What is expected: Rewrite all of the data below, swapping each "UI grounding task" for "object detection task" and keeping every other word the same. Omit the pictures from what you return.

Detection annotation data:
***
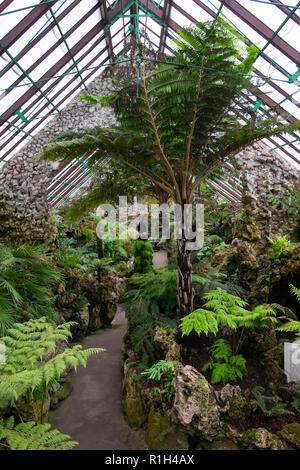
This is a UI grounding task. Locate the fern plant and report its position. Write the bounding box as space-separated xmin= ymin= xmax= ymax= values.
xmin=132 ymin=240 xmax=154 ymax=274
xmin=268 ymin=236 xmax=292 ymax=263
xmin=0 ymin=242 xmax=62 ymax=336
xmin=202 ymin=339 xmax=247 ymax=384
xmin=0 ymin=416 xmax=78 ymax=450
xmin=292 ymin=382 xmax=300 ymax=413
xmin=180 ymin=287 xmax=277 ymax=335
xmin=141 ymin=360 xmax=175 ymax=402
xmin=277 ymin=284 xmax=300 ymax=342
xmin=252 ymin=390 xmax=287 ymax=416
xmin=40 ymin=19 xmax=300 ymax=317
xmin=0 ymin=317 xmax=103 ymax=421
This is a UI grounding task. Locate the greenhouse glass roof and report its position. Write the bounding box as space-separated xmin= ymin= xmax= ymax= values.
xmin=0 ymin=0 xmax=300 ymax=204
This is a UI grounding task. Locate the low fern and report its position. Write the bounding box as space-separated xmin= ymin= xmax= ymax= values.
xmin=252 ymin=390 xmax=287 ymax=416
xmin=141 ymin=360 xmax=175 ymax=402
xmin=0 ymin=318 xmax=103 ymax=406
xmin=0 ymin=416 xmax=78 ymax=450
xmin=277 ymin=284 xmax=300 ymax=342
xmin=0 ymin=243 xmax=62 ymax=336
xmin=203 ymin=339 xmax=247 ymax=384
xmin=180 ymin=287 xmax=277 ymax=335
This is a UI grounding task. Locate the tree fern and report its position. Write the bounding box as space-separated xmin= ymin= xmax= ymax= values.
xmin=0 ymin=242 xmax=62 ymax=336
xmin=203 ymin=339 xmax=247 ymax=384
xmin=39 ymin=20 xmax=300 ymax=316
xmin=0 ymin=416 xmax=78 ymax=450
xmin=180 ymin=287 xmax=276 ymax=335
xmin=0 ymin=318 xmax=103 ymax=406
xmin=277 ymin=284 xmax=300 ymax=342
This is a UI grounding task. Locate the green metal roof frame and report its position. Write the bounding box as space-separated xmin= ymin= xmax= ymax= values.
xmin=0 ymin=0 xmax=300 ymax=205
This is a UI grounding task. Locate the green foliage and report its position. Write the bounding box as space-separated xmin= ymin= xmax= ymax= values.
xmin=180 ymin=287 xmax=276 ymax=335
xmin=141 ymin=360 xmax=175 ymax=402
xmin=0 ymin=416 xmax=78 ymax=450
xmin=0 ymin=318 xmax=103 ymax=407
xmin=36 ymin=21 xmax=300 ymax=224
xmin=252 ymin=390 xmax=287 ymax=416
xmin=203 ymin=339 xmax=247 ymax=384
xmin=57 ymin=239 xmax=100 ymax=274
xmin=277 ymin=284 xmax=300 ymax=342
xmin=104 ymin=239 xmax=129 ymax=261
xmin=292 ymin=383 xmax=300 ymax=413
xmin=132 ymin=240 xmax=154 ymax=274
xmin=268 ymin=236 xmax=292 ymax=263
xmin=0 ymin=242 xmax=62 ymax=336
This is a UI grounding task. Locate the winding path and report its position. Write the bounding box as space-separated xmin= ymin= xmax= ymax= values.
xmin=50 ymin=252 xmax=166 ymax=450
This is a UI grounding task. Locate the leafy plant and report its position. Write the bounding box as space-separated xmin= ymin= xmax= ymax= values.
xmin=40 ymin=19 xmax=300 ymax=317
xmin=132 ymin=240 xmax=154 ymax=274
xmin=0 ymin=317 xmax=103 ymax=421
xmin=277 ymin=284 xmax=300 ymax=342
xmin=0 ymin=416 xmax=78 ymax=450
xmin=141 ymin=360 xmax=175 ymax=402
xmin=268 ymin=236 xmax=292 ymax=263
xmin=180 ymin=287 xmax=276 ymax=335
xmin=202 ymin=339 xmax=247 ymax=384
xmin=252 ymin=390 xmax=287 ymax=416
xmin=57 ymin=240 xmax=100 ymax=274
xmin=0 ymin=242 xmax=62 ymax=336
xmin=292 ymin=383 xmax=300 ymax=413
***
Solution:
This is a object detection task. Locate the fern plant and report its position. Write the bounding box as space-separated xmin= ymin= xmax= ymax= values.
xmin=132 ymin=240 xmax=154 ymax=274
xmin=268 ymin=236 xmax=292 ymax=263
xmin=0 ymin=242 xmax=62 ymax=336
xmin=202 ymin=339 xmax=247 ymax=384
xmin=0 ymin=416 xmax=78 ymax=450
xmin=292 ymin=382 xmax=300 ymax=413
xmin=180 ymin=287 xmax=277 ymax=335
xmin=141 ymin=360 xmax=175 ymax=402
xmin=277 ymin=284 xmax=300 ymax=342
xmin=252 ymin=390 xmax=287 ymax=416
xmin=40 ymin=19 xmax=300 ymax=317
xmin=0 ymin=317 xmax=103 ymax=421
This is a object detection task. Locate the greenhouse glass roof and report its position. Write the bounding box as space-separated xmin= ymin= xmax= ymax= values.
xmin=0 ymin=0 xmax=300 ymax=204
This is a object detection task. Locate the low fern and report its position. Write the bounding box as space-separated xmin= ymin= xmax= ymax= values.
xmin=252 ymin=390 xmax=287 ymax=416
xmin=141 ymin=360 xmax=175 ymax=402
xmin=0 ymin=318 xmax=103 ymax=406
xmin=0 ymin=416 xmax=78 ymax=450
xmin=277 ymin=284 xmax=300 ymax=342
xmin=0 ymin=243 xmax=62 ymax=336
xmin=203 ymin=339 xmax=247 ymax=384
xmin=180 ymin=287 xmax=277 ymax=335
This is a object detection task. Locate the tree fern and report its position. Write the bounding box as space-separated xmin= ymin= xmax= ymax= values.
xmin=0 ymin=242 xmax=62 ymax=336
xmin=203 ymin=339 xmax=247 ymax=384
xmin=39 ymin=20 xmax=300 ymax=316
xmin=0 ymin=416 xmax=78 ymax=450
xmin=180 ymin=287 xmax=276 ymax=335
xmin=0 ymin=318 xmax=103 ymax=406
xmin=277 ymin=284 xmax=300 ymax=342
This is a object detection task. Locate the green metal roof frame and report its position. Write the bounding box as space-separated xmin= ymin= xmax= ymax= values.
xmin=0 ymin=0 xmax=300 ymax=205
This is a object detection task. Locate the green foliage and report its position. Write the bounding box as space-separated xmin= ymin= xmax= ymax= values.
xmin=180 ymin=287 xmax=276 ymax=335
xmin=141 ymin=360 xmax=175 ymax=402
xmin=0 ymin=416 xmax=78 ymax=450
xmin=0 ymin=318 xmax=103 ymax=407
xmin=36 ymin=21 xmax=300 ymax=224
xmin=252 ymin=390 xmax=287 ymax=416
xmin=203 ymin=339 xmax=247 ymax=384
xmin=57 ymin=239 xmax=100 ymax=274
xmin=277 ymin=284 xmax=300 ymax=342
xmin=104 ymin=239 xmax=129 ymax=261
xmin=292 ymin=383 xmax=300 ymax=413
xmin=132 ymin=240 xmax=154 ymax=274
xmin=268 ymin=236 xmax=292 ymax=263
xmin=0 ymin=242 xmax=62 ymax=336
This is a object detection task. Locate the winding path and report its position. Write the bounding box as space-separated xmin= ymin= xmax= ymax= values.
xmin=50 ymin=252 xmax=166 ymax=450
This is a object detection task. Locate the leafy plant and report its position. Write the bounding box as space-separated xmin= ymin= xmax= ymax= values.
xmin=40 ymin=19 xmax=300 ymax=317
xmin=132 ymin=240 xmax=154 ymax=274
xmin=0 ymin=317 xmax=103 ymax=421
xmin=277 ymin=284 xmax=300 ymax=342
xmin=0 ymin=416 xmax=78 ymax=450
xmin=141 ymin=360 xmax=175 ymax=402
xmin=268 ymin=236 xmax=292 ymax=263
xmin=180 ymin=287 xmax=276 ymax=335
xmin=202 ymin=339 xmax=247 ymax=384
xmin=252 ymin=390 xmax=287 ymax=416
xmin=57 ymin=240 xmax=100 ymax=274
xmin=0 ymin=242 xmax=62 ymax=336
xmin=292 ymin=383 xmax=300 ymax=413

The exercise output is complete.